• [Stated task] The entries below are to be written out again without alteration.
##########
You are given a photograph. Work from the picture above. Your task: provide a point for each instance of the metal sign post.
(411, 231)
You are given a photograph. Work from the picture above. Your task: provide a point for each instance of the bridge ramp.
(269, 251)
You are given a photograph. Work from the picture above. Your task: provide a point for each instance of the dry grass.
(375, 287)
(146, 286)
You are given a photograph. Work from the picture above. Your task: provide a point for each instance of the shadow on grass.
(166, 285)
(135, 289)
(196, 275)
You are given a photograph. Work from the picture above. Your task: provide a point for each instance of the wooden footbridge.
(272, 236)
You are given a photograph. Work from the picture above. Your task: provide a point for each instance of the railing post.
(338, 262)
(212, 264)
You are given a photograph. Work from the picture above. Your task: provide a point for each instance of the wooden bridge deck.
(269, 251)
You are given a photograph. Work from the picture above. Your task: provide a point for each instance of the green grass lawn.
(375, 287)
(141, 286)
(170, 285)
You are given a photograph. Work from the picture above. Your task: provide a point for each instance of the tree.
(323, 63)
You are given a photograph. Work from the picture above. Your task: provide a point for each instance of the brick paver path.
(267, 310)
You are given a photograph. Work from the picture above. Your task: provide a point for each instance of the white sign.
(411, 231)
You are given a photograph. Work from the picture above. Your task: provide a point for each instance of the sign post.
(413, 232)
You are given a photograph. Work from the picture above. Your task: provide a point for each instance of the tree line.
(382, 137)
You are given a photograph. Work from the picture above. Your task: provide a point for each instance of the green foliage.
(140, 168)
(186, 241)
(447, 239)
##########
• [Complete output]
You are given a photograph. Work from the picture above. Your task: provide a point for each instance of the metal sign post.
(411, 231)
You are given a photograph. Work from the picture above. Your task: provide a point for each instance of the bridge ramp.
(269, 251)
You are given a photograph. Work from the picture above. Your task: provide a point for each instance of the dry grass.
(375, 287)
(146, 286)
You are given a photograph. Work from the picture above. Your task: provide a point for each instance of the shadow on grass.
(166, 285)
(135, 289)
(196, 275)
You are given a photograph. Work from the picture above. Your task: provide a point for each instance of the wooden footbridge.
(272, 236)
You are given a photograph. Work from the picture above. Your task: provide a point for each instance of the railing post.
(338, 262)
(212, 264)
You are given a photograph. Work from the picture above. Your task: provide a point for each instance of the wooden bridge deck.
(269, 251)
You are given a photograph. Work from the picture above. Your task: provide a point for each instance of the green grass lawn.
(375, 287)
(141, 286)
(170, 285)
You are given a photograph. Work from the picture above. Your task: provide a point for each instance of the tree.
(323, 63)
You are given a photograph. Work from the picture above. Your task: provide a point for each instance of the brick paver path.
(267, 310)
You are given a photograph. Work from the picture above. Your task: provide a point for each instance of the white sign.
(411, 231)
You are given a photograph. Work from the picture above. Your task: provide a point for each instance of the sign post.
(413, 232)
You are given a photograph. Work from the picture above. Your task: provide a point for each instance of the tree line.
(382, 137)
You are given a photograph. Work from the picture above. Your task: provide a point for each instance of the green foliage.
(140, 168)
(186, 241)
(447, 239)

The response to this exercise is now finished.